- Document text:
The placebo finds nothing — every coefficient is small and insignificant (2005 +0.0025, recovery +0.0064). That is exactly what we want: the result is not some artifact of generalized regional spillovers leaking onto whoever happens to be nearby. The effect is specific to the districts the water actually reached.

The second check looks inside the average. Splitting the treated districts into cities (Kota) and rural regencies (Kabupaten) reveals very different experiences. Rural districts took the brunt of the 2005 shock (−0.0883, p < 0.01) — agriculture floods badly — with a modest rebound (+0.0479). Cities, by contrast, barely contracted in 2005 (−0.0424, insignificant) but rebounded enormously (+0.1226, p < 0.01), reflecting the urban concentration of reconstruction. One caveat the paper itself flags: there are only 2 flooded city districts, so the city column is statistically fragile (few independent clusters) — read its precision, not just its point estimate, with care.

10. Discussion

What we found. Four methods converge on one story. Flooded districts lost about 7.9% of output in 2005 but grew 6.3 percentage points per year faster in 2006–08, ending on a permanently higher path — Aceh’s “recovery beyond the counterfactual trend.” Night-lights confirm it at finer resolution and show the gain concentrated in the worst-hit places. A synthetic control built from 76 donor districts puts flooded Aceh +18.3% above its no-tsunami twin by 2012. The result is robust to a neighbor-district placebo and survives honest, spatially-corrected inference (where it is significant at 5%, not the spuriously confident 1%).

- Problems:
A - Answer the following from the text on the tsunami's economic effects in Aceh:
(i) What was the placebo coefficient for the recovery period?
(ii) How many flooded city districts does the analysis include?
(iii) From how many donor districts was the synthetic control built?
B - Write the next part of the text on the tsunami's economic effects in Aceh, starting after its final sentence.

- Listed entries:
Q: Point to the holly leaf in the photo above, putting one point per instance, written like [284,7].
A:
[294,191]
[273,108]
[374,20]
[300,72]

- Exercise answers:
A -
(i) +0.0064
(ii) 2
(iii) 76

B -
So what? The substantive lesson is not “disasters are good” — they are not; 130,000 people died. It is that a localized catastrophe followed by large, well-governed reconstruction can leave a poor region on a higher long-run trajectory. Aceh received aid worth about 150% of its damages, spent through a low-corruption agency, on infrastructure rebuilt “better than before.” That combination — not the wave — is what bent the growth path upward. For disaster policy, the design lesson is just as important as the result: a credible evaluation needs exogenous exposure (geography, not choice), a finer-than-national unit of analysis, and spatially honest standard errors.

Limitations. Be appropriately humble. The data are synthetic — calibrated to teach the methods, not to report new facts about Aceh. The treatment group is tiny (10 districts), so point estimates are fragile and standard errors wide; the Aceh-only and city columns are especially imprecise. Identification is observational: parallel trends is an assumption, supported by the flat pre-trend and the null placebo but never proven. And a single, exceptionally well-funded case study travels poorly — Aceh’s recovery is evidence about well-governed mega-reconstruction, not about disaster aid in general.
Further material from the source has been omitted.